Extracted records ->
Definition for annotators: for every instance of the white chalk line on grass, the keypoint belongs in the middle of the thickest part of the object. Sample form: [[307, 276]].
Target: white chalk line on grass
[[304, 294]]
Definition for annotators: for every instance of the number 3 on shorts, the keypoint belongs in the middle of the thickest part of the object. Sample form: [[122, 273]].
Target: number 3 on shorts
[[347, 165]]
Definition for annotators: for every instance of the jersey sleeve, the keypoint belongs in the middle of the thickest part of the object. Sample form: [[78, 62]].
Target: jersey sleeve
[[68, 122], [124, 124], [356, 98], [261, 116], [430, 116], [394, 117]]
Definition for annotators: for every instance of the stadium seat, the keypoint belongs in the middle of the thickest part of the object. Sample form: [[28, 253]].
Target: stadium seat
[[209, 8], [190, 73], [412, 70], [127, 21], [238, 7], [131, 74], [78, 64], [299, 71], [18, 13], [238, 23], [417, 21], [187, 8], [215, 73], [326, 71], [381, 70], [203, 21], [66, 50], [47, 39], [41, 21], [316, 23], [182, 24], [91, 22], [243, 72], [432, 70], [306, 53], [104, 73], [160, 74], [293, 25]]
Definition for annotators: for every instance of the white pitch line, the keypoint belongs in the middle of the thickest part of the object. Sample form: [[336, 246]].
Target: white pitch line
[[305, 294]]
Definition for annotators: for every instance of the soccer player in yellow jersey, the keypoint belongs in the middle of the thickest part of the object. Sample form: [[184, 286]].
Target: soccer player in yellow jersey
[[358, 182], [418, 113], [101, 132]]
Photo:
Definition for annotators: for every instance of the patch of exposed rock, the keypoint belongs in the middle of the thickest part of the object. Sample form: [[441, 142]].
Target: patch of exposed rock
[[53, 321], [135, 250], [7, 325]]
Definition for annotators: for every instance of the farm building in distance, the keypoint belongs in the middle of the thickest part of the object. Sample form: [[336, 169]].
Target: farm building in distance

What to work on ->
Could you return all of the data above, word for word and unchanged?

Expected output ->
Definition for annotators: for every instance of the white chalk line on grass, the keypoint belongs in the middle of the thickest part of the object. Sample form: [[307, 276]].
Target: white chalk line on grass
[[304, 294]]
Definition for annotators: for every instance of the number 3 on shorts, the keypoint belongs in the middle of the thickest part of the object. Sample form: [[122, 273]].
Target: number 3 on shorts
[[347, 165]]
Definition for annotators: for every instance of the jersey sleeve, the keypoint belongs in the middle of the thickest part of the object. Sample form: [[78, 62]].
Target: jersey sleeve
[[68, 122], [124, 124], [356, 98], [261, 116], [430, 116], [394, 117]]
Definition for annotators: for every instance of the stadium seat, the keypoint belongs in the middle of the thickest part of the object. Sample form: [[28, 253]].
Target: stadium seat
[[209, 8], [190, 73], [412, 70], [127, 21], [238, 7], [131, 74], [78, 64], [299, 71], [18, 13], [238, 23], [417, 21], [187, 8], [215, 73], [326, 71], [381, 70], [203, 21], [66, 50], [47, 39], [41, 21], [316, 23], [182, 24], [91, 22], [243, 72], [432, 70], [306, 53], [104, 73], [160, 74], [293, 25]]
Definition for annotators: for every instance of the white pitch line, the keypoint belongs in the middle of the thickest part of the object. Sample form: [[336, 246]].
Target: white pitch line
[[305, 294]]
Definition for annotators: for every instance of the soccer player in yellow jersey, the keypoint belongs in the middle of the thickest part of the object. Sample form: [[184, 286]].
Target: soccer player in yellow jersey
[[358, 182], [418, 113], [101, 132]]
Photo:
Definition for annotators: for every instance of the patch of exposed rock, the keypoint belongs in the middle of the thickest part of the object. Sample form: [[441, 142]].
Target: patch of exposed rock
[[53, 321], [135, 250], [7, 325]]
Definition for annotators: for every instance of the farm building in distance, the keypoint belongs in the middle of the thickest part of the object. Sample form: [[336, 169]].
Target: farm building in distance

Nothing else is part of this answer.